- Problem description -
Reproduce the following rows without any changes.

[Rows of box annotation data]
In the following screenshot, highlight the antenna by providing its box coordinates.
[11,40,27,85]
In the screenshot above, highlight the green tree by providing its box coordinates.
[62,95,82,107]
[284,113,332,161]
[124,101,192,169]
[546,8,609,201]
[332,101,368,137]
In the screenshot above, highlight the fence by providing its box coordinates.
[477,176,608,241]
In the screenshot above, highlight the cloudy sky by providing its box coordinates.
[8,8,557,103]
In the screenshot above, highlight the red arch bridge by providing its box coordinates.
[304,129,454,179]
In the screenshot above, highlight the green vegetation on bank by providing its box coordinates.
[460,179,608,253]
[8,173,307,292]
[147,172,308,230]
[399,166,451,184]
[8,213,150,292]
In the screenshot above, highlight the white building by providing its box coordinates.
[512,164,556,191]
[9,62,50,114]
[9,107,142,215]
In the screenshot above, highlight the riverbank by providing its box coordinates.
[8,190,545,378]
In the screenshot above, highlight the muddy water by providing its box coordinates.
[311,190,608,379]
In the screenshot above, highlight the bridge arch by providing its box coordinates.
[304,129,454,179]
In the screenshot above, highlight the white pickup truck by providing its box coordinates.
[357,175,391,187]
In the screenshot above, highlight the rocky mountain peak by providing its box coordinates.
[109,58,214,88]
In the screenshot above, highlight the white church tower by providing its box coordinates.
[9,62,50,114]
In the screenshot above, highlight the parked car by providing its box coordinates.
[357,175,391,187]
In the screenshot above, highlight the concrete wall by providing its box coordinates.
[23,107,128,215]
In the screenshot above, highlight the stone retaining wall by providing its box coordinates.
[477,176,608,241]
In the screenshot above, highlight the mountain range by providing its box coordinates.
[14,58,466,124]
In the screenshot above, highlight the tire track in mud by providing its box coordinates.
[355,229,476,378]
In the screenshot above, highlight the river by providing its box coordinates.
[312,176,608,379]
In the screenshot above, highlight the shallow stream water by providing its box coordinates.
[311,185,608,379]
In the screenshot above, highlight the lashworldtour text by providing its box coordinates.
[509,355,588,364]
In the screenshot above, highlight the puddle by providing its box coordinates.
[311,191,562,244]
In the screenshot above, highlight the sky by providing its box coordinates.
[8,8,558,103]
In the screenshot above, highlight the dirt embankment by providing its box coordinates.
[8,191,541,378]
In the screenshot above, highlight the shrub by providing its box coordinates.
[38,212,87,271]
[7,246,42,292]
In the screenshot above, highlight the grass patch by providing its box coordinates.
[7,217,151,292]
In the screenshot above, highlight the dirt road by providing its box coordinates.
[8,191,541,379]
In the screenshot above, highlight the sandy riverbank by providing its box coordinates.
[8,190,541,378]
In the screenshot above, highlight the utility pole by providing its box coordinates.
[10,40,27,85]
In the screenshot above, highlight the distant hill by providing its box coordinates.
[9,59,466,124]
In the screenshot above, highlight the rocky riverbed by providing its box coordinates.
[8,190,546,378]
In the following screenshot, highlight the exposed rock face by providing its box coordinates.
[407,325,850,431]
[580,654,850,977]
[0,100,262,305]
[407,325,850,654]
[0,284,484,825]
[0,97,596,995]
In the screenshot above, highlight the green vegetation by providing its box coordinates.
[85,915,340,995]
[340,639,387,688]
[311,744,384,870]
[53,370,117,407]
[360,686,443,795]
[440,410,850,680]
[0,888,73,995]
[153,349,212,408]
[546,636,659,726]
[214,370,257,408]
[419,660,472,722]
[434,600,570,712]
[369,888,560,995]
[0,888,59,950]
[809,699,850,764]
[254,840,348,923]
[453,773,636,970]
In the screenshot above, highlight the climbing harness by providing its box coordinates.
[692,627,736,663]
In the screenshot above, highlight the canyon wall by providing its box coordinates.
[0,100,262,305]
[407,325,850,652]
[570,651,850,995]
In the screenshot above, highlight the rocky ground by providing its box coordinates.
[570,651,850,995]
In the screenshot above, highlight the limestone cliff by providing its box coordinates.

- Solution to this task -
In the following screenshot, highlight the antenna by providing its box coordinates.
[11,40,27,85]
In the screenshot above, highlight the green tree by providing its box coordinates.
[62,95,82,107]
[284,113,332,161]
[124,101,192,169]
[546,8,609,201]
[332,101,368,137]
In the screenshot above, highlight the fence by providing its box coordinates.
[477,176,608,241]
In the screenshot above, highlight the cloudy sky by providing its box coordinates.
[8,8,557,103]
In the screenshot above, highlight the red arch bridge by providing its box coordinates.
[304,129,454,179]
In the screenshot above, highlight the green vegetation on bank by providing its box coordinates.
[460,179,608,253]
[8,173,307,292]
[147,172,308,230]
[399,166,451,184]
[8,213,150,292]
In the screenshot above, highlight the white building by providing its box coordinates.
[512,164,556,191]
[9,62,50,114]
[9,107,142,215]
In the screenshot above, highlight the riverbank by providing its box coordinates.
[8,190,545,378]
In the screenshot above, highlight the muddy water by providing its box coordinates.
[311,190,608,379]
In the screenshot above, highlight the bridge arch by providing its box coordinates.
[304,129,454,179]
In the screenshot above, highlight the white pickup truck by providing its box coordinates.
[357,175,391,187]
In the screenshot above, highlight the rocky mountain peak by providing its box coordinates.
[109,58,214,88]
In the screenshot above, highlight the white church tower by providing its box coordinates.
[9,62,50,114]
In the screenshot above, highlight the parked car by providing its box coordinates.
[357,175,391,187]
In the screenshot above, highlight the concrete wall by providing its box coordinates.
[23,107,128,215]
In the screenshot above, highlight the stone retaining wall by providing its box coordinates.
[477,176,608,241]
In the screenshot above, highlight the mountain range by providing its box coordinates.
[14,58,466,124]
In the screenshot above, highlight the tire track in mud by providing its box coordinates.
[355,229,476,378]
In the screenshot above, highlight the river by providing its box coordinates.
[312,176,608,379]
In the screenshot above, highlight the shallow stream water by providing its box coordinates.
[311,185,608,379]
In the screenshot above, highlight the lashworldtour text by providing its box coordinates.
[509,355,588,364]
In the screenshot above, highlight the puddle by providing its box coordinates.
[311,191,562,244]
In the screenshot above, highlight the sky by providing its box coordinates.
[8,8,558,103]
In the screenshot above, highlight the dirt embankment by providing its box coordinates.
[8,191,541,378]
In the screenshot above, highlight the shrub by providing its box coordinates.
[38,212,87,271]
[7,246,42,292]
In the screenshot above, highlight the grass patch by providing its box coordinates.
[7,217,151,292]
In the screenshot above, highlight the dirt road by providing its box coordinates.
[8,191,541,379]
In the screenshot above, highlight the sandy riverbank by providing its box coordinates.
[8,190,541,378]
In the screenshot above, highlight the utility pole by providing its box coordinates.
[10,40,27,85]
In the screenshot above, highlight the distant hill by providing its box coordinates.
[9,59,466,124]
In the screenshot above, highlight the rocky riverbed by providing its box coordinates.
[8,190,546,378]
In the following screenshot, highlight the exposed rock face by providing its box coordinates.
[407,325,850,431]
[580,654,850,977]
[0,100,262,305]
[407,325,850,654]
[0,284,484,825]
[0,97,596,995]
In the screenshot above, highlight the green vegetation by providing its box coordinates.
[85,915,340,995]
[340,639,387,688]
[311,744,384,870]
[53,370,117,407]
[360,686,443,795]
[440,410,850,680]
[0,888,73,995]
[153,349,212,408]
[546,636,659,726]
[214,370,257,408]
[419,660,472,722]
[434,600,570,712]
[369,888,560,995]
[0,888,59,950]
[809,699,850,764]
[254,840,348,923]
[453,773,636,970]
In the screenshot above, highlight the climbing harness by providing its box coordinates.
[692,627,736,663]
In the screenshot above, highlight the canyon wall by providing its box coordinates.
[0,100,262,305]
[407,325,850,652]
[570,651,850,995]
In the screenshot above, highlight the rocky ground by providing its box coordinates.
[570,651,850,995]
In the screenshot above, highlight the limestone cliff by providing its box coordinates.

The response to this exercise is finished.